_Exercise directions_: Can you condense the paragraph beginning "The Netherlands cricket team toured New Zealand" in the article on the Dutch cricket tour of New Zealand into a short bulleted list that keeps its main facts?

Source passage below:

- New Zealand / Netherlands
- Dates: 25 March – 4 April 2022
- Captains: Tom Latham / Pieter Seelaar

One Day International series
- Results: New Zealand won the 3-match series 3–0
- Most runs: Will Young (224) / Michael Rippon (109)
- Most wickets: Kyle Jamieson (6) / Logan van Beek (7)
- Player of the series: Will Young (NZ)

Twenty20 International series
- Results: 1-match series drawn 0–0

= Dutch cricket team in New Zealand in 2021–22 =

International cricket tour

The Netherlands cricket team toured New Zealand in March and April 2022 to play one Twenty20 International (T20I) and three One Day International (ODI) matches. The ODI series formed part of the inaugural 2020–2023 ICC Cricket World Cup Super League. Originally scheduled to take place in January or February 2022, the tour was moved back slightly due to COVID-19 quarantine requirements for travelling to New Zealand. In November 2021, New Zealand Cricket confirmed the full dates of the tour.

End of Source passage.
Input data below:

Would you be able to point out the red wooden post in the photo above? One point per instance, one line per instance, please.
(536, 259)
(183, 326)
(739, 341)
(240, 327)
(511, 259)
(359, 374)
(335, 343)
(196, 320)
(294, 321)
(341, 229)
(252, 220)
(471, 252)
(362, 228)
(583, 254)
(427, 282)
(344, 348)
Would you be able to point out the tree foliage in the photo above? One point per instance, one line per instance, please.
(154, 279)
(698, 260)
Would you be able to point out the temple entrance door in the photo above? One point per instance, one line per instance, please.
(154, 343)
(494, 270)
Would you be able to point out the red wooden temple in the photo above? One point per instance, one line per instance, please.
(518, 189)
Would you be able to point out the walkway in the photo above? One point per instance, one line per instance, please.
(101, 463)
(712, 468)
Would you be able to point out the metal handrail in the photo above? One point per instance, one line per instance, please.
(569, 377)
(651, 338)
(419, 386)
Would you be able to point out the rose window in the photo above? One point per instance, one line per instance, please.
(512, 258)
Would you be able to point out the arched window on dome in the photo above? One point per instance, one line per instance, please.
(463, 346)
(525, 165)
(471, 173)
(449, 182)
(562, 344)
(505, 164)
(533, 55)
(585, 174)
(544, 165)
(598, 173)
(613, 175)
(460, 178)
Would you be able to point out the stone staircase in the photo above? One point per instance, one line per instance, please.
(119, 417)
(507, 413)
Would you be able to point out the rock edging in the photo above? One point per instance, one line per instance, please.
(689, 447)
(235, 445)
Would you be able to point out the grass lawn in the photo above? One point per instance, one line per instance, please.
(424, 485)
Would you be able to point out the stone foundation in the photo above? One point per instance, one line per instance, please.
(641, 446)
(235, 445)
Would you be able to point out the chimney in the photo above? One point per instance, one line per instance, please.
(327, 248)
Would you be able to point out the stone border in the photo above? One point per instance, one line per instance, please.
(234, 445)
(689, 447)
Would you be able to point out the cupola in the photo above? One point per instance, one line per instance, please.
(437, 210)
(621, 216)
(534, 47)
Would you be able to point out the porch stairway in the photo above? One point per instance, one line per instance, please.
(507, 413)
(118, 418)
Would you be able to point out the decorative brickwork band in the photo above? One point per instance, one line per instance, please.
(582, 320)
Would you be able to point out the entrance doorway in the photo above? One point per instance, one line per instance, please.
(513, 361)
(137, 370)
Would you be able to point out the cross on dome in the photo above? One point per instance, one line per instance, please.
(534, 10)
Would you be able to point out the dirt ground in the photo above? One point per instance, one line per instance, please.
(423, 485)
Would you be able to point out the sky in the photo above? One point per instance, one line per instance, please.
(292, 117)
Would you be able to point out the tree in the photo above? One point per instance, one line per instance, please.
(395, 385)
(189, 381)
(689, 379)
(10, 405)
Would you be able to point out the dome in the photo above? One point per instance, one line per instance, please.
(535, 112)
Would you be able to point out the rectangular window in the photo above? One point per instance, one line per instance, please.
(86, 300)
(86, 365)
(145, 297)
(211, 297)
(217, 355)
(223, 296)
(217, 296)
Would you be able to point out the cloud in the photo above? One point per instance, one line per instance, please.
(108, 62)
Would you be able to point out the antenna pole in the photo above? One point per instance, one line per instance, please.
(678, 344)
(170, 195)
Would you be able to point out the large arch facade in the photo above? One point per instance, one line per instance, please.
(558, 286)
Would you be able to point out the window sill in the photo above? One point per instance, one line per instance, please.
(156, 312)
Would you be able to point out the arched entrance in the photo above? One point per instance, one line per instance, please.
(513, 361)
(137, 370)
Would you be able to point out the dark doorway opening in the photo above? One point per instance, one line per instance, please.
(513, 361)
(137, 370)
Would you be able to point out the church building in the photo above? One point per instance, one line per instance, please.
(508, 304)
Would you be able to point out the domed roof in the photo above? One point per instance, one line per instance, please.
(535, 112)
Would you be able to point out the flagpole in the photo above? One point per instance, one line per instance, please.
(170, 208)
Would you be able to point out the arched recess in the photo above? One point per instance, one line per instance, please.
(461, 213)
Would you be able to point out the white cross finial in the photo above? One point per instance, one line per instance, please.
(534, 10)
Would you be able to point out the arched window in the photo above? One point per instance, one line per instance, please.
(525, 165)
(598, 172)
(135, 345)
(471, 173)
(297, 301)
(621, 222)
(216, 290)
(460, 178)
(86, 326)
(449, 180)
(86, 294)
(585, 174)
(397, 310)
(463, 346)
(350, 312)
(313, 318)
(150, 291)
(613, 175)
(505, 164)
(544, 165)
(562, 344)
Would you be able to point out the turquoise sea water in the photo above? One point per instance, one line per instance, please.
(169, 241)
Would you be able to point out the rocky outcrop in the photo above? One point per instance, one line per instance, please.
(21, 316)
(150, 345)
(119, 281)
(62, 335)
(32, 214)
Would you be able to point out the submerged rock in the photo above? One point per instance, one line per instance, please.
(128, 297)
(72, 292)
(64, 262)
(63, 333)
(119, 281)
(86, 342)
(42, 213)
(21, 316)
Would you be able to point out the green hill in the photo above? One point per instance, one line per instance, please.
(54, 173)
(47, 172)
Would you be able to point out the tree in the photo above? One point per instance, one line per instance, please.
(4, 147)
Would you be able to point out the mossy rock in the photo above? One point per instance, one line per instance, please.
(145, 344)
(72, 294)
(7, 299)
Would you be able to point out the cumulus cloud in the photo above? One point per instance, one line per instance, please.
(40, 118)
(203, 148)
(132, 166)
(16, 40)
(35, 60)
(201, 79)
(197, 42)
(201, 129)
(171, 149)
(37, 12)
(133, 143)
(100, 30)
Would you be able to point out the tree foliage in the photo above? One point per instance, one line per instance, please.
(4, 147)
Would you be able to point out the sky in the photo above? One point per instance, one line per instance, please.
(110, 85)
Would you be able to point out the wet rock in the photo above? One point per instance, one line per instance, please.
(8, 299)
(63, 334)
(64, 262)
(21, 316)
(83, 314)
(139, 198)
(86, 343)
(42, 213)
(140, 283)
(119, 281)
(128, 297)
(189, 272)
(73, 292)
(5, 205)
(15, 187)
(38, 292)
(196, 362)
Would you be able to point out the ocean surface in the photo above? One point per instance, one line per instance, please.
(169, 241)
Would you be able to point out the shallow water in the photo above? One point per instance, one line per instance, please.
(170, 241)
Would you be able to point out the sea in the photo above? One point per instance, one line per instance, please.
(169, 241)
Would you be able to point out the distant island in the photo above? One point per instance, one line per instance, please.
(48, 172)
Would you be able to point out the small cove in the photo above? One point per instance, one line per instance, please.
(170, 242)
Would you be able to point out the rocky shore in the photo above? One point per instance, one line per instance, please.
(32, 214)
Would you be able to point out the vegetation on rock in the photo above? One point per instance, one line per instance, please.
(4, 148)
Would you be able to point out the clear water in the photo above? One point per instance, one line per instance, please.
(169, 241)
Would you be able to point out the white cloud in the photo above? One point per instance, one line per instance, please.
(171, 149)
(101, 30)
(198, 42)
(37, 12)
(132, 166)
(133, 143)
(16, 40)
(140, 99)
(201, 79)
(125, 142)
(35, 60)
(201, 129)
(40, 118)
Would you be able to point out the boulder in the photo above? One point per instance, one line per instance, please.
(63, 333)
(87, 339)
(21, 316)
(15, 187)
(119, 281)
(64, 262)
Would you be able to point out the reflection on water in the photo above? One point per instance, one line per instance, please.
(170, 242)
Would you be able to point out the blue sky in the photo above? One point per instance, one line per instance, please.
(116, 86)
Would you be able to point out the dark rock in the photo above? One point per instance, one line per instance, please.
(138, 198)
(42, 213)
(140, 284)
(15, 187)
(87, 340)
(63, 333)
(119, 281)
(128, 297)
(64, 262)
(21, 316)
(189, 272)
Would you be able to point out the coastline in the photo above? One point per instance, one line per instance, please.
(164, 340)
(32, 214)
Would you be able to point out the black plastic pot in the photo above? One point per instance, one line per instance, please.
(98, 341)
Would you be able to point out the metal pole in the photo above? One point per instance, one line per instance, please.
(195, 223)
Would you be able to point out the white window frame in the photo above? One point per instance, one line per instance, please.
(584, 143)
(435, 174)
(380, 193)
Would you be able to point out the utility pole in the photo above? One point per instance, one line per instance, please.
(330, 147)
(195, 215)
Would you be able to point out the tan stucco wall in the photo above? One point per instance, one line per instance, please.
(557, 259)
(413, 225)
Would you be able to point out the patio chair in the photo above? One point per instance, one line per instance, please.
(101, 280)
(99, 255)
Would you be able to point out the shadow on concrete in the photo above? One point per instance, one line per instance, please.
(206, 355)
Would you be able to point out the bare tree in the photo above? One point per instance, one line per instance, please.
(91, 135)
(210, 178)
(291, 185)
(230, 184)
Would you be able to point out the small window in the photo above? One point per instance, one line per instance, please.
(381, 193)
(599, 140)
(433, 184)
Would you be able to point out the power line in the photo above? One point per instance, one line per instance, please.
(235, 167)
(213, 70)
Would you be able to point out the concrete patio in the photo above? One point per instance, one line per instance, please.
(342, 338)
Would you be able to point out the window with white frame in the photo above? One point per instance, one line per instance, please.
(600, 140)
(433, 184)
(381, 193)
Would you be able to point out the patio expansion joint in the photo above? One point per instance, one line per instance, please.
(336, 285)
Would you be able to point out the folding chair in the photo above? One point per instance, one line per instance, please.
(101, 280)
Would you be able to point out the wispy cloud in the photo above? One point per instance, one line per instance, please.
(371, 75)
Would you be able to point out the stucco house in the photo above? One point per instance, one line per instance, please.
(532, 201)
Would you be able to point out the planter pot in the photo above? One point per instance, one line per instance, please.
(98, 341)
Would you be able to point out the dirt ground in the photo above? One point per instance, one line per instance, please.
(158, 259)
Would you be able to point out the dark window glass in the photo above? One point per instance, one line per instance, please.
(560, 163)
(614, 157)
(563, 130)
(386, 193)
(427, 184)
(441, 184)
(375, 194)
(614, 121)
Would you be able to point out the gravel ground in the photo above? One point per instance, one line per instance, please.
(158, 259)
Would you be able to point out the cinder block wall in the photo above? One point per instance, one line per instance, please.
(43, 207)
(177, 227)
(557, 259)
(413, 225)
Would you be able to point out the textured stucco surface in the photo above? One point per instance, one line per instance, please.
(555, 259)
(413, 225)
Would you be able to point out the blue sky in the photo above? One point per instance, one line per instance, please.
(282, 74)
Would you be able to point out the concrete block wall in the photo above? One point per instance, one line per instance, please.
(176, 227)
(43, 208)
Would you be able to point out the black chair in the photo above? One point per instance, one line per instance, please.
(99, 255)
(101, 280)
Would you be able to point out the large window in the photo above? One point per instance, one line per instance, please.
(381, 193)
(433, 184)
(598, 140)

End of Input data.

_Response box_:
- The Netherlands toured New Zealand in March and April 2022 for one T20I and three ODIs.
- The ODI series was part of the inaugural 2020–2023 ICC Cricket World Cup Super League.
- The tour was originally planned for January or February 2022. It was pushed back slightly because of COVID-19 quarantine requirements for travel to New Zealand.
- New Zealand Cricket confirmed the full tour dates in November 2021.